## Excerpted text
Rippling PEO Review: EPLI Coverage Risks Explained




What Is a PEO and Why Does It Matter?

Before diving into Rippling’s EPLI offering, let’s quickly define what a PEO is.
A Professional Employer Organization (PEO), like Rippling, bundles HR services, payroll, benefits, workers’ compensation, and other coverages into one platform. They also become a “co-employer” of your employees, meaning they share liability with your business.

This setup can be convenient, but it also complicates your insurance needs—especially around employee claims.

What Is EPLI and Why Is It Critical?

Employment Practices Liability Insurance (EPLI) protects businesses from claims made by employees alleging:

  • Harassment
  • Discrimination
  • Wrongful termination
  • Hostile work environment
  • Other wrongful employment acts

In a co-employment relationship with a PEO, both you and the PEO can be targeted in a lawsuit, so strong EPLI coverage is essential.

Major Problems with Rippling’s EPLI Coverage

After reviewing a real proposal from Rippling, here are the four major concerns every business owner should understand:

1. Extremely High Retention (Deductible)

Rippling’s EPLI policy had a $100,000 retention.
Retention works like a deductible—you must pay this amount out-of-pocket before insurance covers anything, including defense costs.

Question:
Can your business afford to shell out $100,000 for a lawyer or settlement at a moment’s notice?

Most standalone EPLI policies for small businesses have retentions between $5,000 and $10,000, with some even offering zero retention.
Rippling’s $100k retention? Way too high for most small businesses.

2. No Wage and Hour Defense Coverage

Wage and hour claims involve employees alleging violations related to:

  • Minimum wage
  • Overtime pay
  • Worker misclassification

While settlements from these claims typically aren’t covered, defense costs often are.

## Problem 1
Please copy the passage of the Rippling EPLI review that begins at the words "1. Extremely High" and stops after "a moment’s notice?".
## Problem 2
According to the Rippling EPLI review, what was the retention amount on Rippling's EPLI policy?

[Stored items]
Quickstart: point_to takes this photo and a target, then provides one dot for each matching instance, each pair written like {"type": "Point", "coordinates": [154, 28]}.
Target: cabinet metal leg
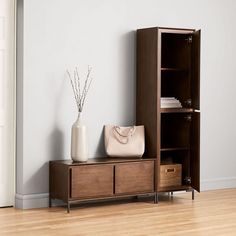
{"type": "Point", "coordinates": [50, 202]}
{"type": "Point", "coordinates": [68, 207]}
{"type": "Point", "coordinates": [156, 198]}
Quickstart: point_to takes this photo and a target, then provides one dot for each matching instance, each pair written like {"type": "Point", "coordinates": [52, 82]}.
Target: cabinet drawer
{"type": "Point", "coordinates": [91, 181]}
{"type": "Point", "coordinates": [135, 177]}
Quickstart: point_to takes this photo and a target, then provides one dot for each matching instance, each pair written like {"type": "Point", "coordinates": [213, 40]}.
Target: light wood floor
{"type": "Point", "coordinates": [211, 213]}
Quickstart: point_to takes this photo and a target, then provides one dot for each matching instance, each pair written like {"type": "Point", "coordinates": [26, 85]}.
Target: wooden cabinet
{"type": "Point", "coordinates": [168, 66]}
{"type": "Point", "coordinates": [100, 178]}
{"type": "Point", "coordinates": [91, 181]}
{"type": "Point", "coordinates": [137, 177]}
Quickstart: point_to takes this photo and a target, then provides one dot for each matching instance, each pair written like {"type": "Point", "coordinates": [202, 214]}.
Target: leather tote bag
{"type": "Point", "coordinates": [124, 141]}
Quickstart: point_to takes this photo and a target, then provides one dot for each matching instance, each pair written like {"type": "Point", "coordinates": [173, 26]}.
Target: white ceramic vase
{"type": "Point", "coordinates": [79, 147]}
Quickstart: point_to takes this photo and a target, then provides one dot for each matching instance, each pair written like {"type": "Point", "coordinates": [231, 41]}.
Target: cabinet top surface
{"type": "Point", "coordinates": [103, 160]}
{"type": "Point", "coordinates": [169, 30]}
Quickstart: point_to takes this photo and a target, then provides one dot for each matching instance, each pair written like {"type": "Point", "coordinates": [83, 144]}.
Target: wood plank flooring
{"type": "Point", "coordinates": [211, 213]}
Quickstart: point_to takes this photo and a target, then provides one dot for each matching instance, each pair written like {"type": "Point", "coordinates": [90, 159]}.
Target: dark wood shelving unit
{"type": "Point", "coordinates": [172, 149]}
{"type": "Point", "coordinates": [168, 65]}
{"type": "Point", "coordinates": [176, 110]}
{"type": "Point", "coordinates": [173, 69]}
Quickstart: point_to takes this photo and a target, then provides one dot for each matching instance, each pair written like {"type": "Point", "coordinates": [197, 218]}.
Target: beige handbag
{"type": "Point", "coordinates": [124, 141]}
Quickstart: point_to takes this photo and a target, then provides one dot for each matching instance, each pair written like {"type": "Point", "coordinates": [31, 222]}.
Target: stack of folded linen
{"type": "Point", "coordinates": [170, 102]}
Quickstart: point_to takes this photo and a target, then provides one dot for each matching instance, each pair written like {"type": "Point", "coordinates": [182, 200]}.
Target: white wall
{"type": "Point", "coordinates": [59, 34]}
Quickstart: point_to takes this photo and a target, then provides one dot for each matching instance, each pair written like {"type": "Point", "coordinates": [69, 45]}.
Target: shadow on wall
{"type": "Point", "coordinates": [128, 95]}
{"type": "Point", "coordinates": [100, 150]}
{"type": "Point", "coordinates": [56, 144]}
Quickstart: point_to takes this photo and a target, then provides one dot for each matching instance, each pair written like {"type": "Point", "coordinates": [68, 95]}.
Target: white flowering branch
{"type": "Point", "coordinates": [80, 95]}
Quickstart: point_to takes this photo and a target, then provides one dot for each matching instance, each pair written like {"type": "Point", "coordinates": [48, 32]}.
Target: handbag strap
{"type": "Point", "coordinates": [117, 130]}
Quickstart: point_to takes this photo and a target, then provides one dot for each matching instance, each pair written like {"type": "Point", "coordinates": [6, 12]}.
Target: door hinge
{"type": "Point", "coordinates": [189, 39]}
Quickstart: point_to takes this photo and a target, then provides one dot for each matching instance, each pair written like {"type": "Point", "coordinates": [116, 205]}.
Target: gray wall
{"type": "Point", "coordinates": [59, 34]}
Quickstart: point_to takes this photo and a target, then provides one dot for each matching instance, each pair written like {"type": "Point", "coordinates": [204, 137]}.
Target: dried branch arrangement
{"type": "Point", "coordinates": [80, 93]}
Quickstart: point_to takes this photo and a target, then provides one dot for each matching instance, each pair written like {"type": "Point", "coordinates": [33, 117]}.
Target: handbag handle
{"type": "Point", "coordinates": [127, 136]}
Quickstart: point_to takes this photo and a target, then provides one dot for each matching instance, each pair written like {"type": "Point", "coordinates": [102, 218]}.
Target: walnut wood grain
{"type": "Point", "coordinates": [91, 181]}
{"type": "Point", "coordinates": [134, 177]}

## Full response 1
1. Extremely High Retention (Deductible)

Rippling’s EPLI policy had a $100,000 retention.
Retention works like a deductible—you must pay this amount out-of-pocket before insurance covers anything, including defense costs.

Question:
Can your business afford to shell out $100,000 for a lawyer or settlement at a moment’s notice?

## Full response 2
$100,000